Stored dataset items
- - - - -

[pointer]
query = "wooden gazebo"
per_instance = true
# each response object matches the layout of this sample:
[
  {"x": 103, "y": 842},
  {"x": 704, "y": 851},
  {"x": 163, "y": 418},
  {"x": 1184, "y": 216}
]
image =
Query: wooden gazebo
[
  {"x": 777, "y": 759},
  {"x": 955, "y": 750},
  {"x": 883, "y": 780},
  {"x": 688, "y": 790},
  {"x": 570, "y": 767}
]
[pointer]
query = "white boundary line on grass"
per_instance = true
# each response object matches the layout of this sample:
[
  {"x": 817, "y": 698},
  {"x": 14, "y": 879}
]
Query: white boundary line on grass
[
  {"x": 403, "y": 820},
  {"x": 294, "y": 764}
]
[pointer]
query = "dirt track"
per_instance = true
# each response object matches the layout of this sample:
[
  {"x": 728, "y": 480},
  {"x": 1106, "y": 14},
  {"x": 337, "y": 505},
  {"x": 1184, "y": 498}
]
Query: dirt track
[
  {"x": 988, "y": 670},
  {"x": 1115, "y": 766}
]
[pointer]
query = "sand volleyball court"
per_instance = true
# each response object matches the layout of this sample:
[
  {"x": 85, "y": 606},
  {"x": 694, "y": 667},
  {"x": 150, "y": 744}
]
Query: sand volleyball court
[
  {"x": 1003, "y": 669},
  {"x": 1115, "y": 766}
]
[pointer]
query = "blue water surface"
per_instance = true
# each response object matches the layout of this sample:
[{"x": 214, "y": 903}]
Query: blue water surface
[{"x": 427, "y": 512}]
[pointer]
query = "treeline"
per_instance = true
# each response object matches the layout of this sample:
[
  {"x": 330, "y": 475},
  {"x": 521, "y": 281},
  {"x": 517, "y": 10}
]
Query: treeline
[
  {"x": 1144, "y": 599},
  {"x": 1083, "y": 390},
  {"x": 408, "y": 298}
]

- - - - -

#### WHAT THE TASK REQUIRES
Provide all the records again, word for word.

#### TASK ANSWER
[pointer]
query = "wooden gazebo"
per_instance = true
# each response object matches the layout of this sample:
[
  {"x": 103, "y": 842},
  {"x": 704, "y": 851},
  {"x": 163, "y": 418},
  {"x": 1184, "y": 216}
]
image =
Query: wooden gazebo
[
  {"x": 777, "y": 759},
  {"x": 955, "y": 750},
  {"x": 883, "y": 780},
  {"x": 688, "y": 790},
  {"x": 570, "y": 767}
]
[pointer]
query = "white boundary line on grass"
per_instance = true
# each response object matches the layout of this sample:
[
  {"x": 817, "y": 698},
  {"x": 14, "y": 879}
]
Query: white boundary line on grass
[
  {"x": 403, "y": 820},
  {"x": 294, "y": 764}
]
[pointer]
query = "dirt track"
per_instance = true
# each response object matches the layout of this sample:
[
  {"x": 728, "y": 480},
  {"x": 1106, "y": 14},
  {"x": 337, "y": 505},
  {"x": 1184, "y": 498}
]
Query: dirt track
[
  {"x": 988, "y": 670},
  {"x": 1115, "y": 766}
]
[pointer]
query = "sand volleyball court"
per_instance = true
# each response object matches the layout of this sample:
[
  {"x": 85, "y": 606},
  {"x": 694, "y": 667},
  {"x": 150, "y": 744}
]
Query: sand volleyball court
[
  {"x": 1003, "y": 669},
  {"x": 1115, "y": 766}
]
[pointer]
query = "blue water surface"
per_instance = true
# each response object matches the layout of this sample:
[{"x": 214, "y": 903}]
Query: blue water surface
[{"x": 427, "y": 512}]
[pointer]
query = "treeline"
per_instance = true
# each response object matches the layout of this sample:
[
  {"x": 330, "y": 475},
  {"x": 521, "y": 281},
  {"x": 517, "y": 10}
]
Query: treeline
[
  {"x": 1144, "y": 599},
  {"x": 1083, "y": 390},
  {"x": 408, "y": 298}
]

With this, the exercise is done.